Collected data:
Content starts

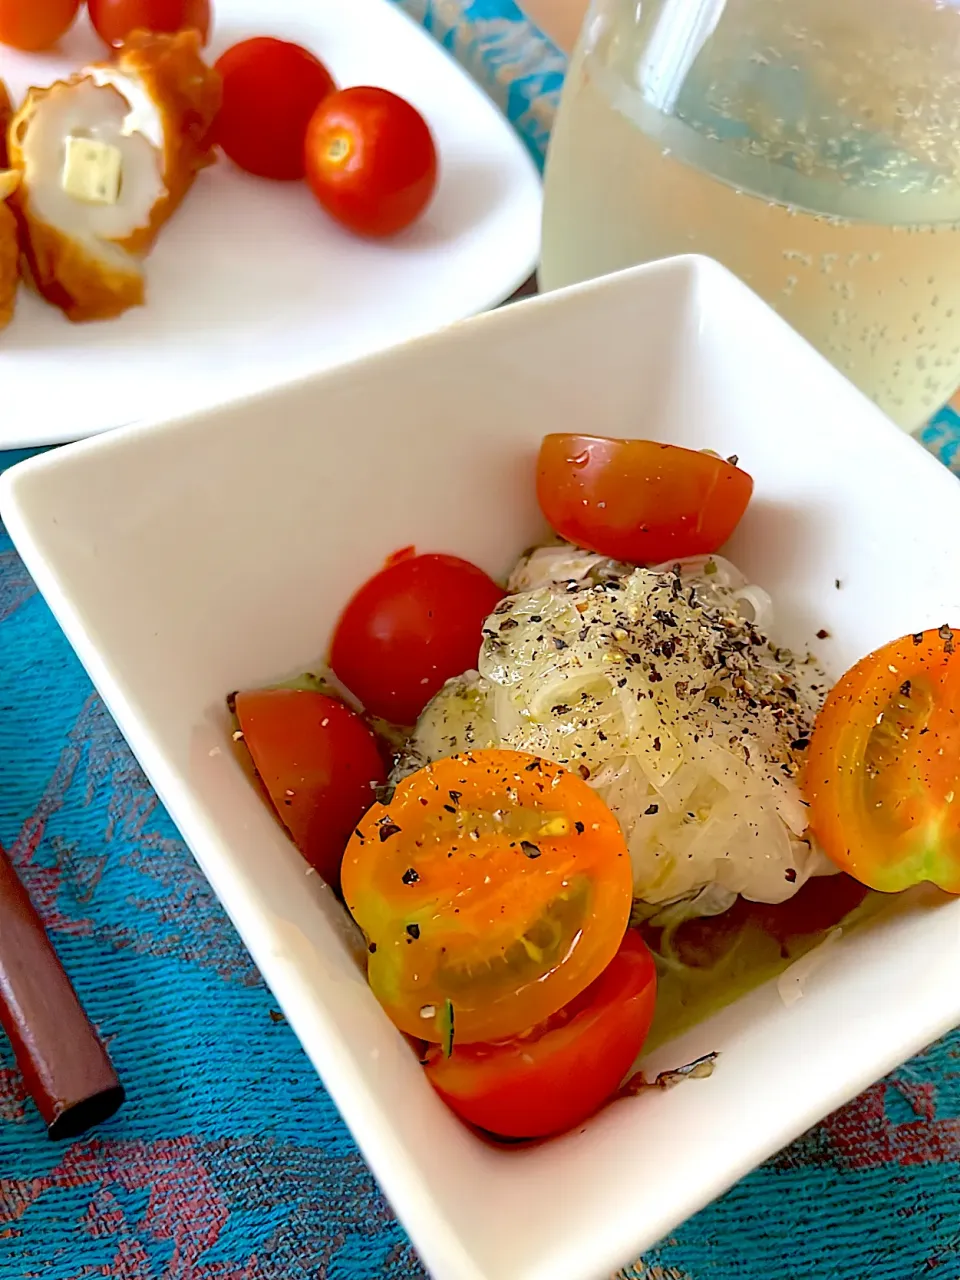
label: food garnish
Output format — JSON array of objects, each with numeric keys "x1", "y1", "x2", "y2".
[
  {"x1": 404, "y1": 550, "x2": 830, "y2": 911},
  {"x1": 8, "y1": 30, "x2": 221, "y2": 321},
  {"x1": 619, "y1": 1050, "x2": 719, "y2": 1096},
  {"x1": 805, "y1": 626, "x2": 960, "y2": 894}
]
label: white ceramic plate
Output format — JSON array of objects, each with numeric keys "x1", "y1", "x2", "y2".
[
  {"x1": 0, "y1": 0, "x2": 541, "y2": 448},
  {"x1": 3, "y1": 257, "x2": 960, "y2": 1280}
]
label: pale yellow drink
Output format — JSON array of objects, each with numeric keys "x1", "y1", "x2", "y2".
[{"x1": 541, "y1": 2, "x2": 960, "y2": 431}]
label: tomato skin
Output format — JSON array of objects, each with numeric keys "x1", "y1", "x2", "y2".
[
  {"x1": 215, "y1": 38, "x2": 337, "y2": 181},
  {"x1": 234, "y1": 688, "x2": 385, "y2": 893},
  {"x1": 341, "y1": 749, "x2": 634, "y2": 1045},
  {"x1": 641, "y1": 872, "x2": 870, "y2": 973},
  {"x1": 305, "y1": 86, "x2": 438, "y2": 237},
  {"x1": 88, "y1": 0, "x2": 211, "y2": 45},
  {"x1": 0, "y1": 0, "x2": 80, "y2": 50},
  {"x1": 329, "y1": 553, "x2": 504, "y2": 725},
  {"x1": 424, "y1": 930, "x2": 656, "y2": 1139},
  {"x1": 805, "y1": 628, "x2": 960, "y2": 895},
  {"x1": 746, "y1": 871, "x2": 870, "y2": 942},
  {"x1": 537, "y1": 435, "x2": 754, "y2": 565}
]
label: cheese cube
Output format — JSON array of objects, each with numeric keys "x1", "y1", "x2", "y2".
[{"x1": 61, "y1": 136, "x2": 122, "y2": 205}]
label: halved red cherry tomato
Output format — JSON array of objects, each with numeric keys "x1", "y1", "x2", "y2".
[
  {"x1": 424, "y1": 929, "x2": 656, "y2": 1139},
  {"x1": 537, "y1": 435, "x2": 754, "y2": 565},
  {"x1": 304, "y1": 86, "x2": 438, "y2": 238},
  {"x1": 234, "y1": 688, "x2": 385, "y2": 893},
  {"x1": 341, "y1": 749, "x2": 633, "y2": 1045},
  {"x1": 0, "y1": 0, "x2": 80, "y2": 50},
  {"x1": 88, "y1": 0, "x2": 210, "y2": 46},
  {"x1": 804, "y1": 627, "x2": 960, "y2": 894},
  {"x1": 329, "y1": 553, "x2": 503, "y2": 725},
  {"x1": 214, "y1": 37, "x2": 336, "y2": 180}
]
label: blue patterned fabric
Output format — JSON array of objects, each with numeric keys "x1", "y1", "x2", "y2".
[
  {"x1": 396, "y1": 0, "x2": 565, "y2": 167},
  {"x1": 918, "y1": 403, "x2": 960, "y2": 476},
  {"x1": 1, "y1": 5, "x2": 959, "y2": 1278}
]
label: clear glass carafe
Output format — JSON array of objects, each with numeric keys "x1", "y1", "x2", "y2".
[{"x1": 541, "y1": 0, "x2": 960, "y2": 430}]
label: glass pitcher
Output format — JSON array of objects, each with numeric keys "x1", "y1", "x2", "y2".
[{"x1": 540, "y1": 0, "x2": 960, "y2": 431}]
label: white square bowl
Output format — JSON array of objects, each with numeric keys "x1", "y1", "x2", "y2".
[{"x1": 3, "y1": 256, "x2": 960, "y2": 1280}]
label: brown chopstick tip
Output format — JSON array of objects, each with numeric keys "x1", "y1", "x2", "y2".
[
  {"x1": 47, "y1": 1083, "x2": 126, "y2": 1141},
  {"x1": 0, "y1": 843, "x2": 125, "y2": 1140}
]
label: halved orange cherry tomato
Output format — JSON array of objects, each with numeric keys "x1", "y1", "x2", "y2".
[
  {"x1": 804, "y1": 627, "x2": 960, "y2": 894},
  {"x1": 536, "y1": 435, "x2": 754, "y2": 565},
  {"x1": 424, "y1": 929, "x2": 656, "y2": 1139},
  {"x1": 341, "y1": 749, "x2": 633, "y2": 1045}
]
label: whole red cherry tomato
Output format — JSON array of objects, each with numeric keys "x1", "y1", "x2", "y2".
[
  {"x1": 215, "y1": 37, "x2": 336, "y2": 181},
  {"x1": 88, "y1": 0, "x2": 211, "y2": 46},
  {"x1": 329, "y1": 553, "x2": 503, "y2": 725},
  {"x1": 0, "y1": 0, "x2": 80, "y2": 50},
  {"x1": 305, "y1": 86, "x2": 438, "y2": 237}
]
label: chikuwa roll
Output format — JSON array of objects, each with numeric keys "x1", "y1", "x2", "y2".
[{"x1": 7, "y1": 30, "x2": 221, "y2": 322}]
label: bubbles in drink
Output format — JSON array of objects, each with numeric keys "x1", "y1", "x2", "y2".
[{"x1": 542, "y1": 31, "x2": 960, "y2": 431}]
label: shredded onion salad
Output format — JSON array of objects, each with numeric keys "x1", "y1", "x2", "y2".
[{"x1": 395, "y1": 545, "x2": 837, "y2": 926}]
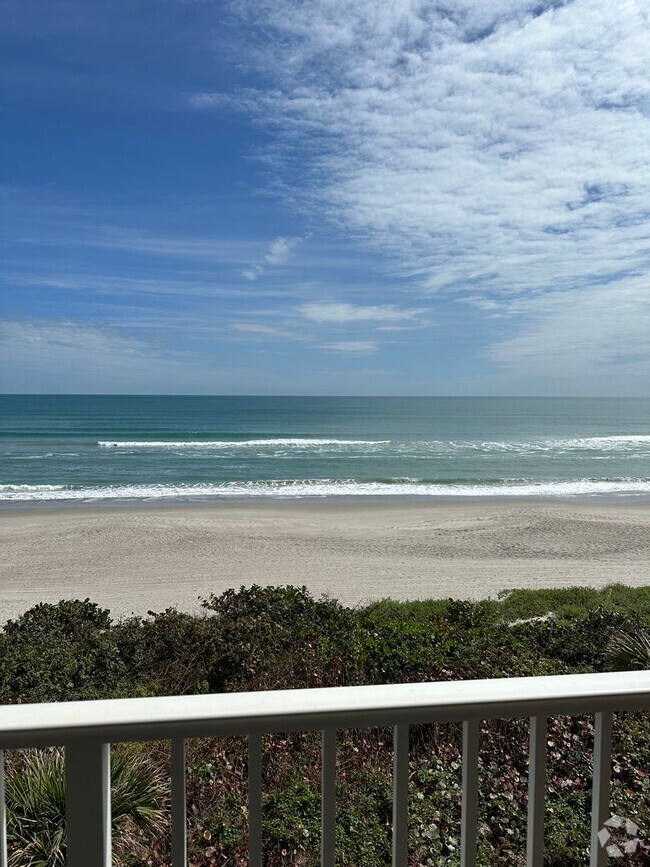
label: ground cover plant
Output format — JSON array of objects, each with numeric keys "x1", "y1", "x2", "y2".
[{"x1": 0, "y1": 584, "x2": 648, "y2": 865}]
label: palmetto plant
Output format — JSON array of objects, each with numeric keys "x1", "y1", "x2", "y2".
[
  {"x1": 5, "y1": 745, "x2": 166, "y2": 866},
  {"x1": 607, "y1": 629, "x2": 650, "y2": 671}
]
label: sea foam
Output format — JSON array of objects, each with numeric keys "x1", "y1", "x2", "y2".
[
  {"x1": 2, "y1": 478, "x2": 650, "y2": 501},
  {"x1": 98, "y1": 438, "x2": 390, "y2": 449}
]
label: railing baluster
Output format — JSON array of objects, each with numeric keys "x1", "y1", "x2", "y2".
[
  {"x1": 526, "y1": 716, "x2": 546, "y2": 867},
  {"x1": 248, "y1": 733, "x2": 263, "y2": 867},
  {"x1": 590, "y1": 711, "x2": 612, "y2": 867},
  {"x1": 0, "y1": 749, "x2": 7, "y2": 867},
  {"x1": 171, "y1": 737, "x2": 187, "y2": 867},
  {"x1": 392, "y1": 724, "x2": 409, "y2": 867},
  {"x1": 460, "y1": 719, "x2": 479, "y2": 867},
  {"x1": 321, "y1": 728, "x2": 336, "y2": 867},
  {"x1": 65, "y1": 741, "x2": 111, "y2": 867}
]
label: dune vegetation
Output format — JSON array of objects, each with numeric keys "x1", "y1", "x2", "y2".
[{"x1": 1, "y1": 584, "x2": 648, "y2": 866}]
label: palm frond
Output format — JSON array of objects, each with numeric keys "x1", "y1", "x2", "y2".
[
  {"x1": 607, "y1": 629, "x2": 650, "y2": 671},
  {"x1": 5, "y1": 746, "x2": 165, "y2": 866}
]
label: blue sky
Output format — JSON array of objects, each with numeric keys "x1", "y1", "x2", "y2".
[{"x1": 2, "y1": 0, "x2": 650, "y2": 395}]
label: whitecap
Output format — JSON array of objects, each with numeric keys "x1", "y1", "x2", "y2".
[
  {"x1": 97, "y1": 438, "x2": 390, "y2": 449},
  {"x1": 2, "y1": 478, "x2": 650, "y2": 501}
]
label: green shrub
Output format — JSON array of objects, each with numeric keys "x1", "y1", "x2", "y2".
[{"x1": 0, "y1": 600, "x2": 125, "y2": 703}]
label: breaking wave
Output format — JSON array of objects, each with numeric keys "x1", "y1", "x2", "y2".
[
  {"x1": 2, "y1": 478, "x2": 650, "y2": 502},
  {"x1": 98, "y1": 439, "x2": 390, "y2": 449}
]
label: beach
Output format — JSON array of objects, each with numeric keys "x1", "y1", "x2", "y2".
[{"x1": 2, "y1": 498, "x2": 650, "y2": 622}]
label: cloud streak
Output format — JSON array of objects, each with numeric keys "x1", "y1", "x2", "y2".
[
  {"x1": 319, "y1": 340, "x2": 378, "y2": 354},
  {"x1": 299, "y1": 301, "x2": 424, "y2": 323}
]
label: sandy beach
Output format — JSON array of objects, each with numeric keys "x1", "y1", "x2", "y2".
[{"x1": 1, "y1": 499, "x2": 649, "y2": 622}]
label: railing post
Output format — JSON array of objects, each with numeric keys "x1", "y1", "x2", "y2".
[
  {"x1": 248, "y1": 733, "x2": 263, "y2": 867},
  {"x1": 460, "y1": 719, "x2": 479, "y2": 867},
  {"x1": 321, "y1": 729, "x2": 336, "y2": 867},
  {"x1": 590, "y1": 711, "x2": 612, "y2": 867},
  {"x1": 65, "y1": 741, "x2": 111, "y2": 867},
  {"x1": 171, "y1": 738, "x2": 187, "y2": 867},
  {"x1": 0, "y1": 749, "x2": 7, "y2": 867},
  {"x1": 392, "y1": 724, "x2": 409, "y2": 867},
  {"x1": 526, "y1": 716, "x2": 546, "y2": 867}
]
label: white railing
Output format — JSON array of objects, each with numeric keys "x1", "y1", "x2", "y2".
[{"x1": 0, "y1": 671, "x2": 648, "y2": 866}]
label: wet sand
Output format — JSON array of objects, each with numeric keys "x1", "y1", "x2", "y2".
[{"x1": 1, "y1": 499, "x2": 649, "y2": 621}]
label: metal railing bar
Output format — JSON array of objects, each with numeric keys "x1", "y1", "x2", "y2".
[
  {"x1": 248, "y1": 733, "x2": 263, "y2": 867},
  {"x1": 65, "y1": 741, "x2": 111, "y2": 867},
  {"x1": 0, "y1": 749, "x2": 7, "y2": 867},
  {"x1": 460, "y1": 719, "x2": 479, "y2": 867},
  {"x1": 392, "y1": 723, "x2": 409, "y2": 867},
  {"x1": 0, "y1": 672, "x2": 647, "y2": 749},
  {"x1": 321, "y1": 728, "x2": 336, "y2": 867},
  {"x1": 171, "y1": 737, "x2": 187, "y2": 867},
  {"x1": 526, "y1": 716, "x2": 547, "y2": 867},
  {"x1": 0, "y1": 679, "x2": 643, "y2": 866},
  {"x1": 589, "y1": 711, "x2": 612, "y2": 867}
]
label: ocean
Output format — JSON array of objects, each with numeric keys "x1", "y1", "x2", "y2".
[{"x1": 1, "y1": 395, "x2": 650, "y2": 503}]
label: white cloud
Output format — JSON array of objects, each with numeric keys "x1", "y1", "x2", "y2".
[
  {"x1": 319, "y1": 340, "x2": 378, "y2": 354},
  {"x1": 242, "y1": 265, "x2": 264, "y2": 281},
  {"x1": 488, "y1": 274, "x2": 650, "y2": 378},
  {"x1": 230, "y1": 322, "x2": 300, "y2": 340},
  {"x1": 203, "y1": 0, "x2": 650, "y2": 383},
  {"x1": 241, "y1": 235, "x2": 302, "y2": 280},
  {"x1": 265, "y1": 235, "x2": 302, "y2": 265},
  {"x1": 299, "y1": 301, "x2": 424, "y2": 323}
]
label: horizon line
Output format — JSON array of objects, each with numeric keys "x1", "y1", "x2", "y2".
[{"x1": 1, "y1": 393, "x2": 647, "y2": 400}]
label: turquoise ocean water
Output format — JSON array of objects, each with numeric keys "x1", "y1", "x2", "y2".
[{"x1": 2, "y1": 395, "x2": 650, "y2": 503}]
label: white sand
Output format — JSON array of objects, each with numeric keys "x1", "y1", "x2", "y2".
[{"x1": 1, "y1": 499, "x2": 649, "y2": 621}]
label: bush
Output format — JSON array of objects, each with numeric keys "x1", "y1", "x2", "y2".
[{"x1": 0, "y1": 600, "x2": 125, "y2": 703}]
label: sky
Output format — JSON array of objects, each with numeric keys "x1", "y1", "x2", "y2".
[{"x1": 1, "y1": 0, "x2": 650, "y2": 395}]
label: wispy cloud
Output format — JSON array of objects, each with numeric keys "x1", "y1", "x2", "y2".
[
  {"x1": 0, "y1": 319, "x2": 152, "y2": 364},
  {"x1": 242, "y1": 235, "x2": 302, "y2": 280},
  {"x1": 6, "y1": 215, "x2": 265, "y2": 267},
  {"x1": 319, "y1": 340, "x2": 378, "y2": 354},
  {"x1": 265, "y1": 235, "x2": 301, "y2": 265},
  {"x1": 242, "y1": 265, "x2": 264, "y2": 281},
  {"x1": 0, "y1": 317, "x2": 317, "y2": 394},
  {"x1": 488, "y1": 274, "x2": 650, "y2": 378},
  {"x1": 229, "y1": 321, "x2": 301, "y2": 340},
  {"x1": 11, "y1": 273, "x2": 293, "y2": 299},
  {"x1": 197, "y1": 0, "x2": 650, "y2": 381},
  {"x1": 0, "y1": 319, "x2": 179, "y2": 393},
  {"x1": 299, "y1": 301, "x2": 424, "y2": 323}
]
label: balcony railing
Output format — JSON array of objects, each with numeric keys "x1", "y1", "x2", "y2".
[{"x1": 0, "y1": 670, "x2": 648, "y2": 866}]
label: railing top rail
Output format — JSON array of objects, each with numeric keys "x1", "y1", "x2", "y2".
[{"x1": 0, "y1": 671, "x2": 648, "y2": 748}]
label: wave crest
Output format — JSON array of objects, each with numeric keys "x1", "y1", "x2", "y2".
[
  {"x1": 98, "y1": 438, "x2": 390, "y2": 449},
  {"x1": 2, "y1": 478, "x2": 650, "y2": 501}
]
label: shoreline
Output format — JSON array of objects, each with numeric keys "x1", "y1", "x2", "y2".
[
  {"x1": 2, "y1": 499, "x2": 650, "y2": 623},
  {"x1": 2, "y1": 491, "x2": 650, "y2": 512}
]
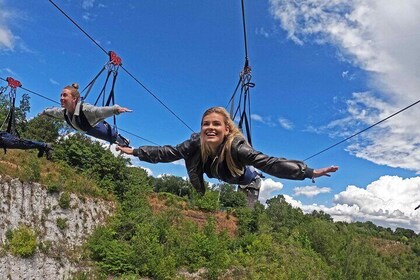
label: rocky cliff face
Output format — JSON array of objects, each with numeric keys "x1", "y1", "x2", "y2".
[{"x1": 0, "y1": 175, "x2": 115, "y2": 279}]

Content ends

# Assigned task
Any pictures are to be skipped, and the lines from the beginning of the entries through the line with "label: tomato skin" copied exactly.

# Written answer
label: food garnish
Output format — JSON array of objects, each with numeric keys "x1", "y1", "x2", "y2".
[
  {"x1": 404, "y1": 550, "x2": 830, "y2": 911},
  {"x1": 8, "y1": 30, "x2": 221, "y2": 321},
  {"x1": 619, "y1": 1050, "x2": 719, "y2": 1096},
  {"x1": 805, "y1": 626, "x2": 960, "y2": 894}
]
label: white ceramic plate
Output format — JSON array of objects, each with numeric keys "x1", "y1", "x2", "y2".
[
  {"x1": 0, "y1": 0, "x2": 541, "y2": 448},
  {"x1": 3, "y1": 257, "x2": 960, "y2": 1280}
]
label: pale yellow drink
Output format — JSON array of objects, each with numeric keys "x1", "y1", "x2", "y2".
[{"x1": 541, "y1": 2, "x2": 960, "y2": 431}]
label: tomato skin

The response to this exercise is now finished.